* _EXERCISE AIM_
Repeat every line of the records below word for word, but leave out the pictures.

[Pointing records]
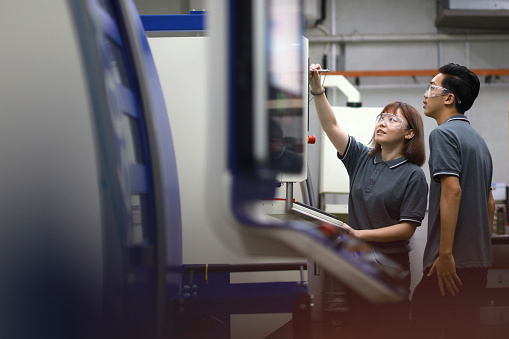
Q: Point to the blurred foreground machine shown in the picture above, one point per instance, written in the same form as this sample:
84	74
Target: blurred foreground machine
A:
91	240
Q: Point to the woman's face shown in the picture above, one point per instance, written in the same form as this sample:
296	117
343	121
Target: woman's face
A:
390	127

* _ANSWER FOR THIS EXERCISE_
Q: Point to the blurred foreground machine shown in the picture above, one point per instance, written in the same form as this sample:
84	74
Target: blurred foreground machine
A:
91	240
Q: Point to the woman's face shown in the picture above, one point per instance, written in the same form as this sample:
296	117
343	121
Target: woman's face
A:
390	127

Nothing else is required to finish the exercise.